## Short exercise
Reproduce verbatim the lines of the records below, starting at the line that contains "of the melted" and continuing through the last line of the records.

## Supplied records

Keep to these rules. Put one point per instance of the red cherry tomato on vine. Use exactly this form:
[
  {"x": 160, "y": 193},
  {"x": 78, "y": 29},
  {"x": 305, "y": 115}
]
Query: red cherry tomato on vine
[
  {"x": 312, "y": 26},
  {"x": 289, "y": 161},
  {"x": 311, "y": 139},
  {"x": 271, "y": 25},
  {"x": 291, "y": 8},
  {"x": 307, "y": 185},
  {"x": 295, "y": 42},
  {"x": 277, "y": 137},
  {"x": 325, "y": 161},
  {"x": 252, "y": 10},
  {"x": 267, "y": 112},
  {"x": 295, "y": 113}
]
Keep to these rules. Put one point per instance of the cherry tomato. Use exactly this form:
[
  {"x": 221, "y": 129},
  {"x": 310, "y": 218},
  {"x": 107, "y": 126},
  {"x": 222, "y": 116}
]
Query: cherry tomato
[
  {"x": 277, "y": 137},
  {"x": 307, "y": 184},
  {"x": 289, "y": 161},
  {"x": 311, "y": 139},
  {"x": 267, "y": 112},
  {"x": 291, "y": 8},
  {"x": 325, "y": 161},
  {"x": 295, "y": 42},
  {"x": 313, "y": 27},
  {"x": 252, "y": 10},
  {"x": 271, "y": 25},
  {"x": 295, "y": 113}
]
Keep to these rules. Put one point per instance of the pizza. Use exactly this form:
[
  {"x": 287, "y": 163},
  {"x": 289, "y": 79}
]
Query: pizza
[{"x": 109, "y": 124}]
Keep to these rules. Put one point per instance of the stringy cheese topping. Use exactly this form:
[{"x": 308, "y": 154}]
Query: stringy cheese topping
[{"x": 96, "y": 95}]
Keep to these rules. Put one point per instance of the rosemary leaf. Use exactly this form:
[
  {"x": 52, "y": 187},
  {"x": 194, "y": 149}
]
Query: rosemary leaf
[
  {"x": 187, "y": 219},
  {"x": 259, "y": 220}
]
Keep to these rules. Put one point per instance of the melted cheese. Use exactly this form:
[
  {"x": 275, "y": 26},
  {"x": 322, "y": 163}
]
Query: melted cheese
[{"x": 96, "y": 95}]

## Solution for this exercise
Keep to these rules. Put one point per instance of the melted cheese. Use exactly this form:
[
  {"x": 275, "y": 26},
  {"x": 322, "y": 163}
]
Query: melted cheese
[{"x": 96, "y": 95}]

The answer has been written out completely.